Work to complete >>
Please render every line of the records below as a Markdown table with the columns Row and Line, numbering each row and skipping blank lines. Leave the pictures out.

◆ ◆ ◆ ◆ ◆

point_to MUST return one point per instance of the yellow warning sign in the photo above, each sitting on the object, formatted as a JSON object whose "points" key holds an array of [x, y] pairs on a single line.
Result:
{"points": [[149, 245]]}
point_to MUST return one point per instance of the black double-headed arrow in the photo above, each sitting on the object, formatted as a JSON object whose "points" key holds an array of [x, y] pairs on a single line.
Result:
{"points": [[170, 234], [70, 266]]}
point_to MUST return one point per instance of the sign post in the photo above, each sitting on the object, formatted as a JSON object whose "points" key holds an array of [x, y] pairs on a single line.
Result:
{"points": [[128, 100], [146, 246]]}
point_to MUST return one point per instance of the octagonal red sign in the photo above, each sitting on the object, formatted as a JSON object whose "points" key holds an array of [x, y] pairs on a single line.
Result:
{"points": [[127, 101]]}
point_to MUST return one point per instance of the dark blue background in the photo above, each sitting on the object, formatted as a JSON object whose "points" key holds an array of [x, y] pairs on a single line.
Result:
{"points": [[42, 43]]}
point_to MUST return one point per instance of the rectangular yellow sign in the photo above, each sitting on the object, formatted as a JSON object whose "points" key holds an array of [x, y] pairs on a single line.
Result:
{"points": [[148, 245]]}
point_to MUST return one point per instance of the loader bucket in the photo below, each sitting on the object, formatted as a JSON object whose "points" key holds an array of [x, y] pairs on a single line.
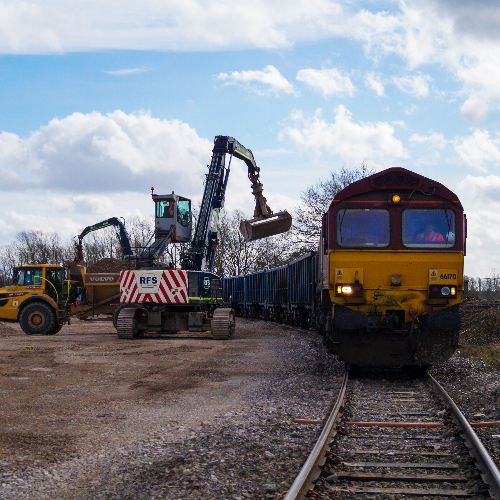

◆ ◆ ◆ ◆ ◆

Response for this exercise >>
| Row | Line |
|---|---|
| 1 | point_to MUST return one point per instance of the yellow warning sign in the photo above, each sitting on the object, formatted as a JSON object whose "points" key holds an array of [x, y] pairs on a single line. |
| 2 | Result: |
| 3 | {"points": [[149, 245]]} |
| 4 | point_to MUST return one point per instance of the black double-headed arrow in the photo above, each sitting on the object, formatted as a JSON object whose "points" key holds an array of [x, y] pairs on a single line. |
| 5 | Result: |
| 6 | {"points": [[170, 234], [70, 266]]} |
| 7 | point_to MUST return one point per instance of the sign post in the photo above, each sitting on the object, formatted as a JSON object whose "points" key holds an array of [x, y] pairs on a single line. |
| 8 | Result: |
| 9 | {"points": [[128, 100], [146, 246]]} |
| 10 | point_to MUST return one point per instance of the octagonal red sign in the photo above, each sitting on the object, formatted as a JSON object whose "points" key holds an array of [x, y] pairs on a single line. |
| 11 | Result: |
| 12 | {"points": [[127, 101]]} |
| 13 | point_to MUST return one point per instance of the dark blue background in the photo above, each sitting on the object, formatted as a JSON object whose "points" key holds an array of [x, y] pairs on a single line. |
| 14 | Result: |
| 15 | {"points": [[42, 43]]} |
| 16 | point_to MUST return one point per instance of the rectangular yellow sign in the photo above, each sitting on the object, formatted as a JSON object whose "points" key holds an array of [x, y] pairs on a single line. |
| 17 | Result: |
| 18 | {"points": [[148, 245]]} |
| 19 | point_to MUST return one point per instance of the loader bucket in the photo below, each sitting on the object, formatted as a JSON object whose "points" key holds an array of [x, y] pairs on a single line. |